WRITTEN EXERCISE: In the forum post below about a recursive sequence, what closed expression did WolframAlpha give for the sum?

Let $b,c,d\in\mathbb{R}$ be constants with $b\neq d$. Let $\begin{eqnarray} a_{n} &=& ba_{n-1}+cd^{n-1} \end{eqnarray}$ be a sequence for $n \geq 1$ with $a_{0}=0$. I want to find a closed formula for this recursion. (I only know the german term geschlossene Formel and translated it that way I felt it could be right. So if I got that wrong, please correct me)
First I wrote down some of the chains and I got $\begin{eqnarray} a_{n} &=& ba_{n-1}+cd^{n-1}\\ &=& b\left(ba_{n-2}+cd^{n-2}\right)+cd^{n-1}\\ &=& b\left(b\left(ba_{n-3}+cd^{n-3}\right)+cd^{n-2}\right)+cd^{n-1}\\ &=& b\left(b\left(b\left(ba_{n-4}+cd^{n-4}\right)+cd^{n-3}\right)+cd^{n-2}\right)+cd^{n-1}\\ &=& \dots\\ &=& \sum_{k=0}^{n}b^{k}cd^{n-k-1}\\ &=& \sum_{k=0}^{n}b^{k}cd^{n-\left(k+1\right)} \end{eqnarray}$
So I catched the structure in a serie. Now I am asking myself how to proceed. I took the liberty to have a little peek at what WolframAlpha wood say to this serie. I hoped for inspiration and I got
$\sum_{k=0}^{n-1}b^{k} c d^{n-(k+1)} = (c (b^n-d^n))/(b-d)$
How did this came to be? And more important: Is my approach useful? Thank you in advance for any advice!

DATA PROVIDED:
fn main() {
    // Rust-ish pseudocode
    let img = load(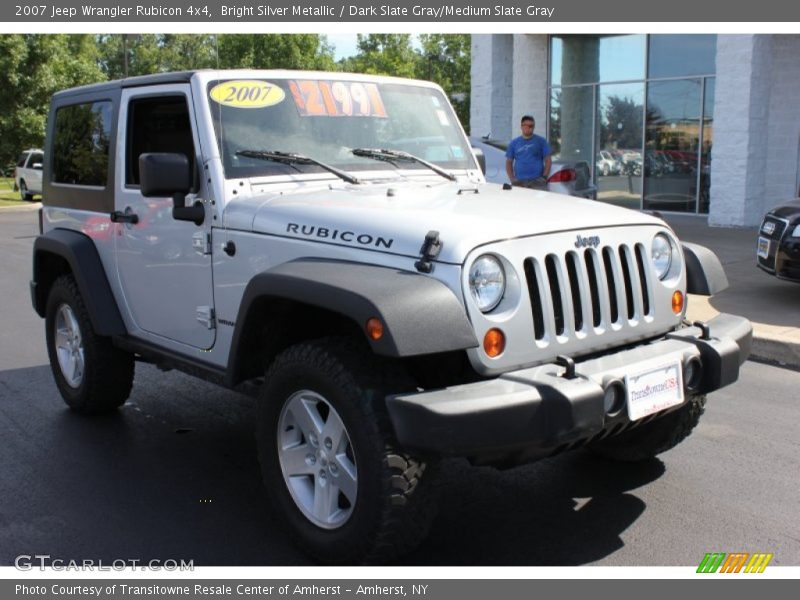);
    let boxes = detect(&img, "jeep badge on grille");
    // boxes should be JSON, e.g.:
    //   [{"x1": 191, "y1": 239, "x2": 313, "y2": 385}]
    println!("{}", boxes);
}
[{"x1": 575, "y1": 235, "x2": 600, "y2": 248}]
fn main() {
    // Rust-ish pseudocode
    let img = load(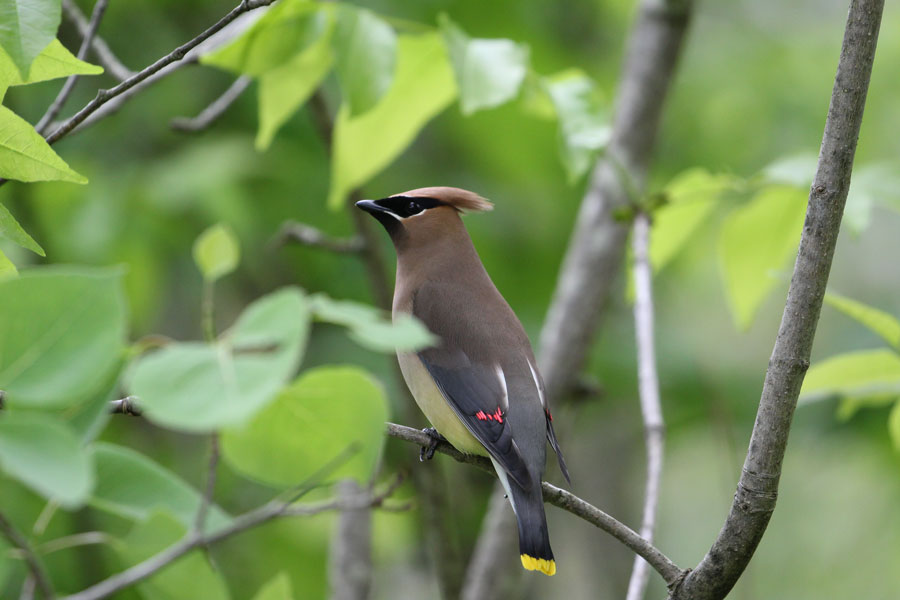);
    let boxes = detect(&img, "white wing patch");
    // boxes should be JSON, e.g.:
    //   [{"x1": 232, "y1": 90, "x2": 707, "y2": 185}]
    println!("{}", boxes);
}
[
  {"x1": 494, "y1": 365, "x2": 509, "y2": 411},
  {"x1": 527, "y1": 360, "x2": 547, "y2": 408}
]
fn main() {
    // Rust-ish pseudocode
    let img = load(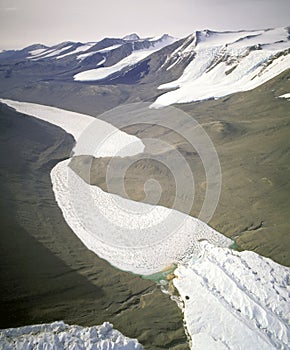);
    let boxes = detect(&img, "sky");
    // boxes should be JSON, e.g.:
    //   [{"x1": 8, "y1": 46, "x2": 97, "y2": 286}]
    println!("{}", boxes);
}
[{"x1": 0, "y1": 0, "x2": 290, "y2": 50}]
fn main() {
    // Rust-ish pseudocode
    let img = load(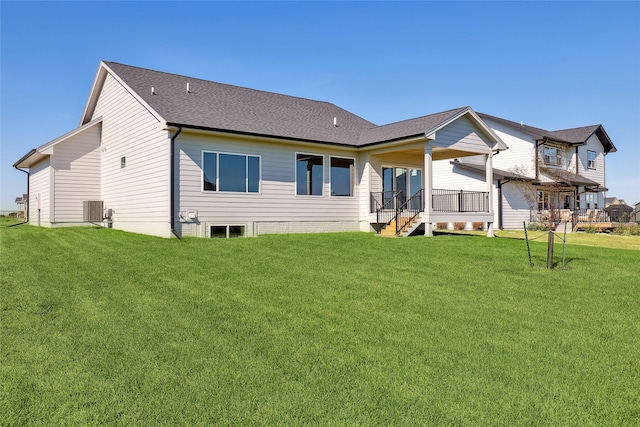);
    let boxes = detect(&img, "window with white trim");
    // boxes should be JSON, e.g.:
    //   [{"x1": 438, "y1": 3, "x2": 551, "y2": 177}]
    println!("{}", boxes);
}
[
  {"x1": 331, "y1": 157, "x2": 356, "y2": 197},
  {"x1": 542, "y1": 145, "x2": 562, "y2": 166},
  {"x1": 209, "y1": 225, "x2": 245, "y2": 239},
  {"x1": 585, "y1": 191, "x2": 598, "y2": 209},
  {"x1": 296, "y1": 153, "x2": 324, "y2": 196},
  {"x1": 202, "y1": 151, "x2": 260, "y2": 193},
  {"x1": 587, "y1": 150, "x2": 596, "y2": 169}
]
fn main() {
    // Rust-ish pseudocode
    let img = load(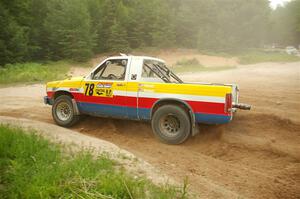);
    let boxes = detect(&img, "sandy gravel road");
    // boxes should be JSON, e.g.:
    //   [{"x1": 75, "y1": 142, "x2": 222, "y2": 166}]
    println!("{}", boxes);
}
[{"x1": 0, "y1": 62, "x2": 300, "y2": 198}]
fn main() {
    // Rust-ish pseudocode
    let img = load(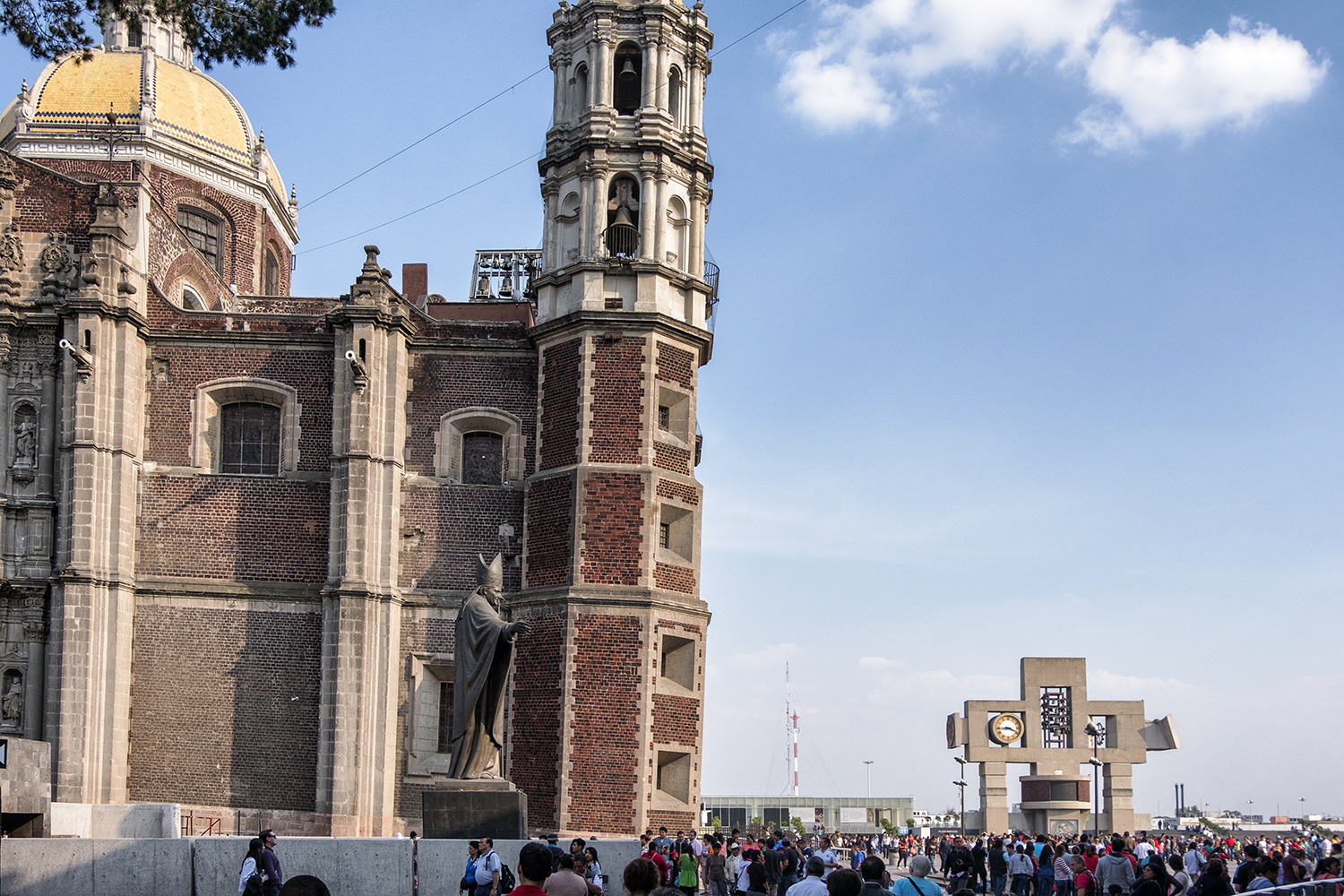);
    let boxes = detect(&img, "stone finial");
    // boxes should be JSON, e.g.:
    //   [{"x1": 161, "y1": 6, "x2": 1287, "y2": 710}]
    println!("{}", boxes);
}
[{"x1": 365, "y1": 246, "x2": 383, "y2": 277}]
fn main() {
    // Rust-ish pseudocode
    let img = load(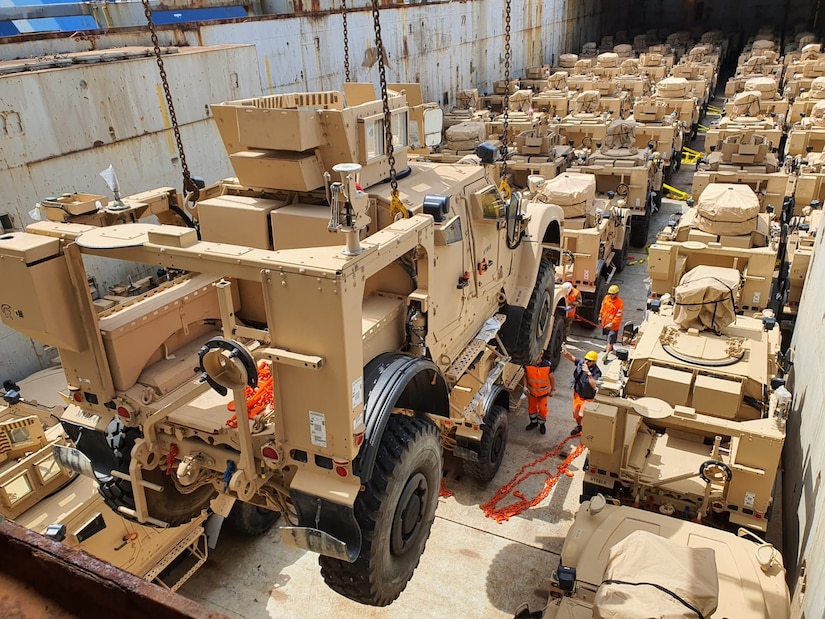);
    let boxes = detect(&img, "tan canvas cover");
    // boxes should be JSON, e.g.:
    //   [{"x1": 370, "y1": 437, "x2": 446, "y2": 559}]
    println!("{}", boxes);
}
[
  {"x1": 455, "y1": 88, "x2": 478, "y2": 110},
  {"x1": 508, "y1": 90, "x2": 533, "y2": 114},
  {"x1": 559, "y1": 54, "x2": 579, "y2": 69},
  {"x1": 745, "y1": 75, "x2": 777, "y2": 99},
  {"x1": 547, "y1": 71, "x2": 567, "y2": 90},
  {"x1": 725, "y1": 90, "x2": 762, "y2": 118},
  {"x1": 639, "y1": 52, "x2": 662, "y2": 67},
  {"x1": 621, "y1": 58, "x2": 639, "y2": 75},
  {"x1": 656, "y1": 77, "x2": 690, "y2": 97},
  {"x1": 538, "y1": 174, "x2": 596, "y2": 217},
  {"x1": 696, "y1": 183, "x2": 759, "y2": 236},
  {"x1": 809, "y1": 77, "x2": 825, "y2": 99},
  {"x1": 573, "y1": 58, "x2": 593, "y2": 75},
  {"x1": 673, "y1": 265, "x2": 741, "y2": 333},
  {"x1": 573, "y1": 90, "x2": 601, "y2": 114},
  {"x1": 593, "y1": 530, "x2": 719, "y2": 619},
  {"x1": 608, "y1": 43, "x2": 633, "y2": 58},
  {"x1": 445, "y1": 122, "x2": 487, "y2": 150},
  {"x1": 604, "y1": 119, "x2": 636, "y2": 150}
]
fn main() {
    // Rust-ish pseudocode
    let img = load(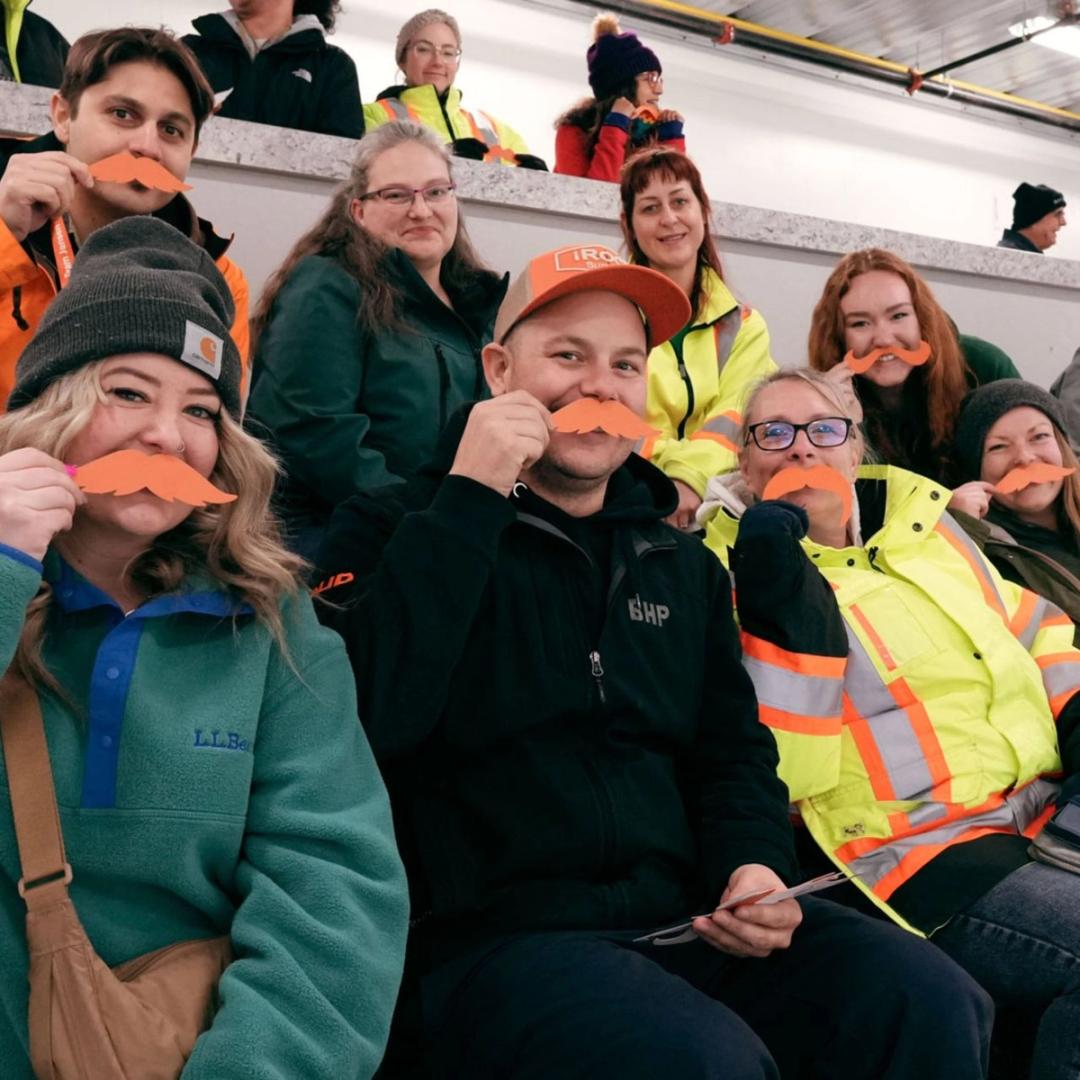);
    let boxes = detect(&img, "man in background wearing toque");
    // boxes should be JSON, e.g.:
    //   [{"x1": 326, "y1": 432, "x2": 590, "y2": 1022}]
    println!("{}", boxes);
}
[
  {"x1": 319, "y1": 245, "x2": 989, "y2": 1080},
  {"x1": 0, "y1": 27, "x2": 247, "y2": 406},
  {"x1": 998, "y1": 180, "x2": 1066, "y2": 255}
]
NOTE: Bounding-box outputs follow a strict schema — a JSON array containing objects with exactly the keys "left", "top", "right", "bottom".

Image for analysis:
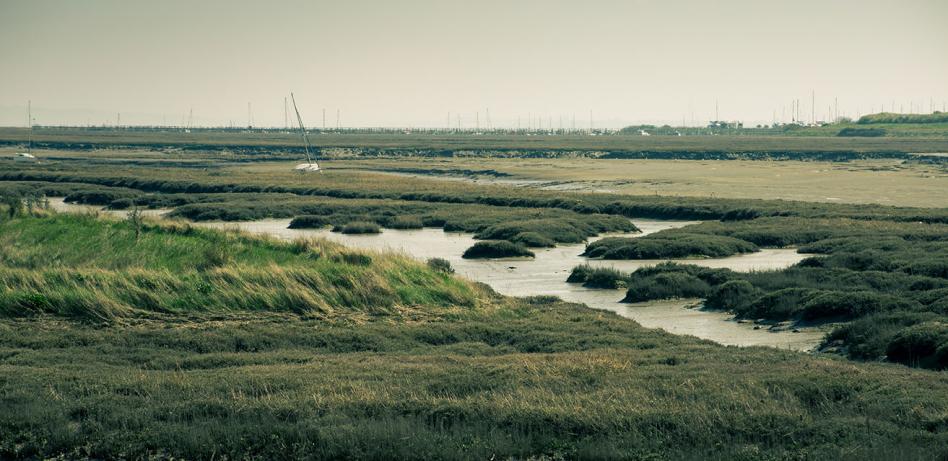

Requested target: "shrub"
[
  {"left": 198, "top": 240, "right": 231, "bottom": 270},
  {"left": 802, "top": 291, "right": 917, "bottom": 320},
  {"left": 583, "top": 233, "right": 758, "bottom": 259},
  {"left": 566, "top": 264, "right": 629, "bottom": 289},
  {"left": 510, "top": 232, "right": 556, "bottom": 248},
  {"left": 886, "top": 321, "right": 948, "bottom": 370},
  {"left": 332, "top": 252, "right": 372, "bottom": 266},
  {"left": 288, "top": 215, "right": 331, "bottom": 229},
  {"left": 836, "top": 128, "right": 885, "bottom": 138},
  {"left": 622, "top": 272, "right": 711, "bottom": 303},
  {"left": 735, "top": 287, "right": 822, "bottom": 320},
  {"left": 462, "top": 240, "right": 534, "bottom": 259},
  {"left": 428, "top": 258, "right": 454, "bottom": 274},
  {"left": 385, "top": 216, "right": 425, "bottom": 229},
  {"left": 704, "top": 280, "right": 760, "bottom": 311},
  {"left": 332, "top": 221, "right": 382, "bottom": 234}
]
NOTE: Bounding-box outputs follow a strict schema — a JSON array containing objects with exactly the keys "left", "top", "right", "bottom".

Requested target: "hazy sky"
[{"left": 0, "top": 0, "right": 948, "bottom": 127}]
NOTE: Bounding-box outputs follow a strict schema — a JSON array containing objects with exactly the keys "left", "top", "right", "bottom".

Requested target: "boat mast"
[
  {"left": 26, "top": 100, "right": 33, "bottom": 155},
  {"left": 290, "top": 92, "right": 313, "bottom": 164}
]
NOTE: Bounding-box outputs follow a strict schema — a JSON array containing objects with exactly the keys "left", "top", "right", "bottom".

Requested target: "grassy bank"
[
  {"left": 0, "top": 215, "right": 479, "bottom": 321},
  {"left": 0, "top": 216, "right": 948, "bottom": 459},
  {"left": 569, "top": 217, "right": 948, "bottom": 369}
]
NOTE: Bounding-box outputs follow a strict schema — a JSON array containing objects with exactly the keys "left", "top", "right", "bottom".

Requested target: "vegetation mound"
[
  {"left": 332, "top": 221, "right": 382, "bottom": 234},
  {"left": 566, "top": 264, "right": 629, "bottom": 289},
  {"left": 583, "top": 232, "right": 758, "bottom": 259},
  {"left": 0, "top": 215, "right": 476, "bottom": 320},
  {"left": 856, "top": 111, "right": 948, "bottom": 125},
  {"left": 463, "top": 240, "right": 535, "bottom": 259},
  {"left": 836, "top": 127, "right": 885, "bottom": 138}
]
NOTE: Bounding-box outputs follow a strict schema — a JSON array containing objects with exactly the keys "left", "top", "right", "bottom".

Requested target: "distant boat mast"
[
  {"left": 290, "top": 92, "right": 320, "bottom": 173},
  {"left": 26, "top": 100, "right": 33, "bottom": 155}
]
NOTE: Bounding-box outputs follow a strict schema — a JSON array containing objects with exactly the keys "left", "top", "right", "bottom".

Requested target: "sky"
[{"left": 0, "top": 0, "right": 948, "bottom": 128}]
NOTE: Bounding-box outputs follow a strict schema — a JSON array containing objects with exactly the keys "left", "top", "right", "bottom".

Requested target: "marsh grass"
[
  {"left": 462, "top": 240, "right": 536, "bottom": 259},
  {"left": 0, "top": 215, "right": 478, "bottom": 321}
]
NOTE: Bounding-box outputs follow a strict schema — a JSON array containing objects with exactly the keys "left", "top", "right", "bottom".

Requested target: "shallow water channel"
[{"left": 51, "top": 199, "right": 824, "bottom": 350}]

FULL OUTPUT: (c(b^n − d^n))/(b − d)